#### Work to complete
Locate, in the data below, the line that contains "Target: the light green leaf" and the line that contains "[indicate] the twig"; reproduce exactly those two lines and every line between them, nothing more.

#### Data items
※

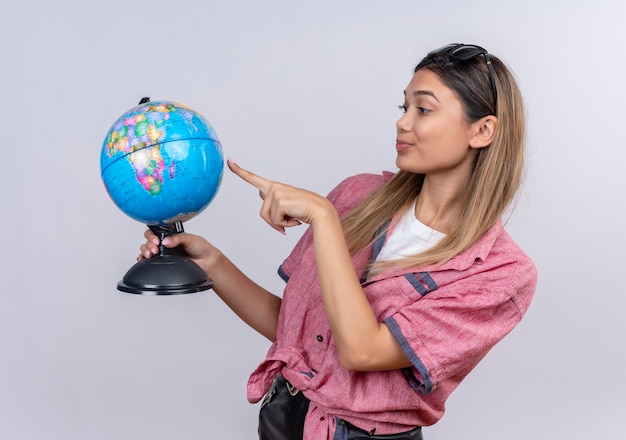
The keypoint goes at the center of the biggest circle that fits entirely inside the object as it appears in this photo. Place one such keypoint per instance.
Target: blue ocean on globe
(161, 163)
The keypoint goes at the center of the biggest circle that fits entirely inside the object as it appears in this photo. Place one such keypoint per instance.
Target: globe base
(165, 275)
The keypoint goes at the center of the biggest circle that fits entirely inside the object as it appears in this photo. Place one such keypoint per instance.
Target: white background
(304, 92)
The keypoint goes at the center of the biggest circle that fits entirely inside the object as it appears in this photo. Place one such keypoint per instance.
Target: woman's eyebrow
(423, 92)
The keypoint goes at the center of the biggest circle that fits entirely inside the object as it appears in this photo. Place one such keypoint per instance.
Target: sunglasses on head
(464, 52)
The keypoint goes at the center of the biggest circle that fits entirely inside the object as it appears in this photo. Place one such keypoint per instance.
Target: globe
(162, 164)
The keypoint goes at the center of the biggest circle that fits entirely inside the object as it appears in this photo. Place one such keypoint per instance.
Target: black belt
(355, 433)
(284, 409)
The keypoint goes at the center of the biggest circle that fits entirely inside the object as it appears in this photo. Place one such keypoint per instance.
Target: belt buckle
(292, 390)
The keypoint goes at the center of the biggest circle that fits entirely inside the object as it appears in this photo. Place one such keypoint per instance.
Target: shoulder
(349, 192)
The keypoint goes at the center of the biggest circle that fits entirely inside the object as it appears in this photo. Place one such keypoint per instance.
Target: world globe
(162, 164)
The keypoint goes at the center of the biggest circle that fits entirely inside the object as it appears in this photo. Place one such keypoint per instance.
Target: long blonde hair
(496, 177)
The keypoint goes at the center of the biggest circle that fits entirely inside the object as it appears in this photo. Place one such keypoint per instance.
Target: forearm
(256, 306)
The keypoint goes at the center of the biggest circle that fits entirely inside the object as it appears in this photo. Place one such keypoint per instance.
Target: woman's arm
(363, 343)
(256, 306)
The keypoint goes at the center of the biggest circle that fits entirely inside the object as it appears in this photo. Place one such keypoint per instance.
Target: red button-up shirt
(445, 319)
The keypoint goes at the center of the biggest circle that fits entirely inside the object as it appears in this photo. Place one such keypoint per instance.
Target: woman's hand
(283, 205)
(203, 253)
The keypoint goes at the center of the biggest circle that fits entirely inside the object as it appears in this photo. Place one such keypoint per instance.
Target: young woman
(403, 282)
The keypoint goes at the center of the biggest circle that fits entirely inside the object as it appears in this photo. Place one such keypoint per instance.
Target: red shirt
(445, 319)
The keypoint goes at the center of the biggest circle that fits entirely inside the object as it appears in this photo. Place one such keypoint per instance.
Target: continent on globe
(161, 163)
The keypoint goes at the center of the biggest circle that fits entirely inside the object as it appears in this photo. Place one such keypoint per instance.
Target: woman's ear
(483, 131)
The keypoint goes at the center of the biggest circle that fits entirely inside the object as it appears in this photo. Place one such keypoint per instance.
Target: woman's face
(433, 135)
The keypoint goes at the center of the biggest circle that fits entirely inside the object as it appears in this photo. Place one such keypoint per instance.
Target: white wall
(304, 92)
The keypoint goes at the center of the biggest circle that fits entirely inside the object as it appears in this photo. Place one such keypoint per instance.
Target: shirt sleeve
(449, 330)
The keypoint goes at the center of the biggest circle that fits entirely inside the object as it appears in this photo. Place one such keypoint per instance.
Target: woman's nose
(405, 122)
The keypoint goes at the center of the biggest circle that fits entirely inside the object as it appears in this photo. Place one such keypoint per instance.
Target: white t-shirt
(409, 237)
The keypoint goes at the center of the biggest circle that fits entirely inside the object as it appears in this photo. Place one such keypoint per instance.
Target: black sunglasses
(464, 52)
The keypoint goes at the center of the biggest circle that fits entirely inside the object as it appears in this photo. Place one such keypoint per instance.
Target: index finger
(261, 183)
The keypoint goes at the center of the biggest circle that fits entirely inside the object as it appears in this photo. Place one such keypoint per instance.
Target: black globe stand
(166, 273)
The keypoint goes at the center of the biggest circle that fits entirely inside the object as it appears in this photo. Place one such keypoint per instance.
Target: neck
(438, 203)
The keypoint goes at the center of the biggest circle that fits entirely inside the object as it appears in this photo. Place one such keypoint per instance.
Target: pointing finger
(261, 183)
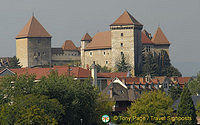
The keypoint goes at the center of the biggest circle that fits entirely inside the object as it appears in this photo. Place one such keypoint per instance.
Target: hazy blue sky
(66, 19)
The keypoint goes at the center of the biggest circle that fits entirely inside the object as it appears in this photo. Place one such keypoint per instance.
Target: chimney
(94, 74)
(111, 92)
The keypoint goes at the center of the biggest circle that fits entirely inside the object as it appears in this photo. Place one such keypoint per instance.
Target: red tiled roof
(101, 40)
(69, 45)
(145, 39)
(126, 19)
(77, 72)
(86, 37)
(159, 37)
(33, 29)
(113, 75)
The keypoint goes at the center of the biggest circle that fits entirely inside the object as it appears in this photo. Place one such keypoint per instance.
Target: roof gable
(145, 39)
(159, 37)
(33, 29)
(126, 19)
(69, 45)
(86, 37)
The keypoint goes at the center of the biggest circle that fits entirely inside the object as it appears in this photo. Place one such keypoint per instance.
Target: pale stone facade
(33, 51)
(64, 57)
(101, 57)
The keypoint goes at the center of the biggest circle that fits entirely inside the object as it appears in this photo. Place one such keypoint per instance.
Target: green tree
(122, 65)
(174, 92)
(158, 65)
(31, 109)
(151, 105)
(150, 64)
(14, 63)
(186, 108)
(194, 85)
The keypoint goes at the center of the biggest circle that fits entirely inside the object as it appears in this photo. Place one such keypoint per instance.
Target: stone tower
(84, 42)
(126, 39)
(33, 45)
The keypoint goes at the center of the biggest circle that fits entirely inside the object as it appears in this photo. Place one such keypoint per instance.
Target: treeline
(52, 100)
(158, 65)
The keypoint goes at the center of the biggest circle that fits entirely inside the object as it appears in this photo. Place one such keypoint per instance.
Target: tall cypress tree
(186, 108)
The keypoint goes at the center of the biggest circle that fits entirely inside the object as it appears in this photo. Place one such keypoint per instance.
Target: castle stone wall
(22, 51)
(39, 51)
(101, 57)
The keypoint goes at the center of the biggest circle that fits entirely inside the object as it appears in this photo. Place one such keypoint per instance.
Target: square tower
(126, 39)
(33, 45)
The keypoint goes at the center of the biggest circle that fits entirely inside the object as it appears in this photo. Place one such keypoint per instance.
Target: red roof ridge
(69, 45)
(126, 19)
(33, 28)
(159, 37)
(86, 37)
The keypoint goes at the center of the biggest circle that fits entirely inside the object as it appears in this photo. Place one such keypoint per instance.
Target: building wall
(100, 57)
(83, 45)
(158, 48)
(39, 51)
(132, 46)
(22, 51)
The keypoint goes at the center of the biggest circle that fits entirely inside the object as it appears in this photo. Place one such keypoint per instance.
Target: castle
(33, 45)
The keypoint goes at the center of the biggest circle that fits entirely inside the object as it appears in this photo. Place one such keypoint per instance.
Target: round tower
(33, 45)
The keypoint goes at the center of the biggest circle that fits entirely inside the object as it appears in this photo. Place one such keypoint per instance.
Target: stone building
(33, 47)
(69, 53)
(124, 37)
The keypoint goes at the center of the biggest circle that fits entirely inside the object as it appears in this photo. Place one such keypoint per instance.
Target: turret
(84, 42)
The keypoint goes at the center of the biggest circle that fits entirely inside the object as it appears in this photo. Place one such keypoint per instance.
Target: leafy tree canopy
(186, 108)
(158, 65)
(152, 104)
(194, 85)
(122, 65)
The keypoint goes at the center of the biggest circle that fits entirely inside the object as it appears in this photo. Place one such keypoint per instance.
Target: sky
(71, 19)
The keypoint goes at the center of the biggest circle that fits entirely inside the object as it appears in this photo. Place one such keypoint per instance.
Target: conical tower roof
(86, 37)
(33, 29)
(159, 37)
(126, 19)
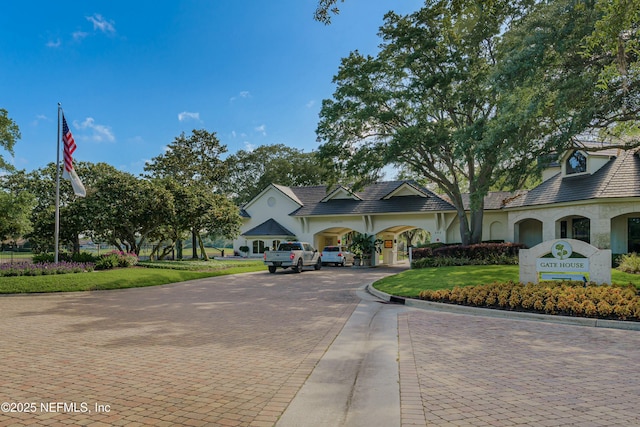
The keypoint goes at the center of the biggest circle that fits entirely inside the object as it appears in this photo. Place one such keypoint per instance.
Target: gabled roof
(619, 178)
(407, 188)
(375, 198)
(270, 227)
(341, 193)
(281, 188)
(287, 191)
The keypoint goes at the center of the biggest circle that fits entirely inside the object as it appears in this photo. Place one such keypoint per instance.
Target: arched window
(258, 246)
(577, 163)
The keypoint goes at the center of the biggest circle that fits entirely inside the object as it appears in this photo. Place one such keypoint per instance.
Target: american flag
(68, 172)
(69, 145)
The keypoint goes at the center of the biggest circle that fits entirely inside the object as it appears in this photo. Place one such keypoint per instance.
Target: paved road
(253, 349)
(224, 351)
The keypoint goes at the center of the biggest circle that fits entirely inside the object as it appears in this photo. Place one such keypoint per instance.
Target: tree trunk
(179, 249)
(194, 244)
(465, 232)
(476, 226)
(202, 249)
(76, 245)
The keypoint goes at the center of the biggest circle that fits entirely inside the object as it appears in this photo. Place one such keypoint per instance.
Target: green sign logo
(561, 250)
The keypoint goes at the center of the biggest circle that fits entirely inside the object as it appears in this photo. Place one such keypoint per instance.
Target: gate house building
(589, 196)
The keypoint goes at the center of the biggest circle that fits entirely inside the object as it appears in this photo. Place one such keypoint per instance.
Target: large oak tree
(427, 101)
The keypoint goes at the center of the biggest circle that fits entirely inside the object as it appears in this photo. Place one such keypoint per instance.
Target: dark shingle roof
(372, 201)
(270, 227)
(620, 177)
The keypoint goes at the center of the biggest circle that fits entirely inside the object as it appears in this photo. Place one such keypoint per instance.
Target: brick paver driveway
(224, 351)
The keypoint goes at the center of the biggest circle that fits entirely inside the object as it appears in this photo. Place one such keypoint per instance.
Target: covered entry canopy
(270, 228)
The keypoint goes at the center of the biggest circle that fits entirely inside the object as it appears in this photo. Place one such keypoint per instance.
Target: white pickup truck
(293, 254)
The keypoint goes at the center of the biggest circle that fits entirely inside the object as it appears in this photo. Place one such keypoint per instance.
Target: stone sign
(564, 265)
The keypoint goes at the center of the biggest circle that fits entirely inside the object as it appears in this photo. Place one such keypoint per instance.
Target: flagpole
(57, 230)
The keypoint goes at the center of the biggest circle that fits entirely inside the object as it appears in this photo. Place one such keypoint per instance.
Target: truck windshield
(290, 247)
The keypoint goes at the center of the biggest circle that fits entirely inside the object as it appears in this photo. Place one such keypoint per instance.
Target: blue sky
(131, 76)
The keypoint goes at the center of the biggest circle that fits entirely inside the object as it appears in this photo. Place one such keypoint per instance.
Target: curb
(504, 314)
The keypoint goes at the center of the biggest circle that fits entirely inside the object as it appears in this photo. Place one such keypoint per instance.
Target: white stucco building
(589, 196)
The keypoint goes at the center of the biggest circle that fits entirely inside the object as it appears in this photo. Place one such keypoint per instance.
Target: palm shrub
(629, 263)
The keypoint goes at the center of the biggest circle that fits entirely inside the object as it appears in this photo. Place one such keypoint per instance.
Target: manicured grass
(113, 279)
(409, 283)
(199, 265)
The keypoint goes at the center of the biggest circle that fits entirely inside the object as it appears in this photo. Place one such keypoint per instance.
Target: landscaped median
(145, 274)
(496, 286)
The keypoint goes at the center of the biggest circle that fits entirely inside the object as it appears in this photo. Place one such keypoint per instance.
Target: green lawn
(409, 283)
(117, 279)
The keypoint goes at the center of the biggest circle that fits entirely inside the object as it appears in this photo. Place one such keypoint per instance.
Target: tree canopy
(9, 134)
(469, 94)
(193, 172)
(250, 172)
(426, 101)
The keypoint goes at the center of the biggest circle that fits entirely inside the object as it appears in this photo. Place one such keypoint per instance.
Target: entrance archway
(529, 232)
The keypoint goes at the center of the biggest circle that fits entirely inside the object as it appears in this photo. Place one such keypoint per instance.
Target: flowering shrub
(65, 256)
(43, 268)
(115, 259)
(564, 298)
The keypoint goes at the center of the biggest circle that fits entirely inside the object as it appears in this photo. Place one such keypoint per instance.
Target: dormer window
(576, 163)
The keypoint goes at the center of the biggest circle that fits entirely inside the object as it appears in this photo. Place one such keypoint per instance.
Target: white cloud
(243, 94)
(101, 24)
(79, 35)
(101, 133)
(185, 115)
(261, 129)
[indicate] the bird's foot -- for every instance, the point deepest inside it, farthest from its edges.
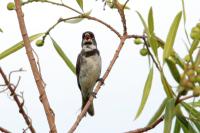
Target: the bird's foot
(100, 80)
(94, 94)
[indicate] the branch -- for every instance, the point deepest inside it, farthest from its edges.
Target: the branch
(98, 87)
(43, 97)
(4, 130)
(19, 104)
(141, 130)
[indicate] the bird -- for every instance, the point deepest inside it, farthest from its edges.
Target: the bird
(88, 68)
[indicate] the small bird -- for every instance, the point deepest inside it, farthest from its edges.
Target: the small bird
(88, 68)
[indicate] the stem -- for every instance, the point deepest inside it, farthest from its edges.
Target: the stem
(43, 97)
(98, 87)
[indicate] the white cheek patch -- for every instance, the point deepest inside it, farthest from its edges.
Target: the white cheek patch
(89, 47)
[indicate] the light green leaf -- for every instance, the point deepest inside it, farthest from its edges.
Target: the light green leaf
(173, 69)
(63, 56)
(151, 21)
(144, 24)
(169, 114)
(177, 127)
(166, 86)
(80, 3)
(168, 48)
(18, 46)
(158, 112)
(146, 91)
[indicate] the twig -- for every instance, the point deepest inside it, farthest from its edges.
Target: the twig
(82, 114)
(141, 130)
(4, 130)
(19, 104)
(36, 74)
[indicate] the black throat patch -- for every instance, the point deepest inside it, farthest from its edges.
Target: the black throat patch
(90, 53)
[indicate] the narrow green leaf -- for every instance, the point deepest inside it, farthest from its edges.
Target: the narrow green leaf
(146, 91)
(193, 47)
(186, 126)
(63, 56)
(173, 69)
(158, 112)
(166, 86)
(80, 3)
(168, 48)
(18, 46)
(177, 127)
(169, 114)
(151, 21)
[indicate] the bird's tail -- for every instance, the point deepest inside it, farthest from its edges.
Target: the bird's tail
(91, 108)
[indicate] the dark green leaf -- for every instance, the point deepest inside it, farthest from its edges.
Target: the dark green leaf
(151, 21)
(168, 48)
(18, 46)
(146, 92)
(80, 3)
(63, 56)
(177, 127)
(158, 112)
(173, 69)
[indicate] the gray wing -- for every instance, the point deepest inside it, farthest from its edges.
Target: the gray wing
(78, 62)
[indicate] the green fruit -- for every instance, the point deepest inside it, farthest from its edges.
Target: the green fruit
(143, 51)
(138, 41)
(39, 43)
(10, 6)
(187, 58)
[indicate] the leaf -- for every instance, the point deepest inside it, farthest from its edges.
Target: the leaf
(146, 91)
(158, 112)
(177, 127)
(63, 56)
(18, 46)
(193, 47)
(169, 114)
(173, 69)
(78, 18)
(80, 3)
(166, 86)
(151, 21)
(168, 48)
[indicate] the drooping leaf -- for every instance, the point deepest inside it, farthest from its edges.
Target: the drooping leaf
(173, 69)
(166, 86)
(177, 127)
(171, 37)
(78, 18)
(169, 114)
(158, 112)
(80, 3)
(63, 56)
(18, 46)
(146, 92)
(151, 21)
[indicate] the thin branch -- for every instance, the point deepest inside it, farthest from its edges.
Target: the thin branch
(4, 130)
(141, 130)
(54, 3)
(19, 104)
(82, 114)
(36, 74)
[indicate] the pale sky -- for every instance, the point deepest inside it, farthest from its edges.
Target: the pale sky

※

#### Your response
Target: the light green leaf
(173, 69)
(63, 56)
(151, 21)
(144, 24)
(169, 114)
(177, 127)
(166, 86)
(80, 3)
(168, 48)
(18, 46)
(158, 112)
(146, 91)
[indicate] the twig -- for every instance, the point deepest inside it, farthest from its edges.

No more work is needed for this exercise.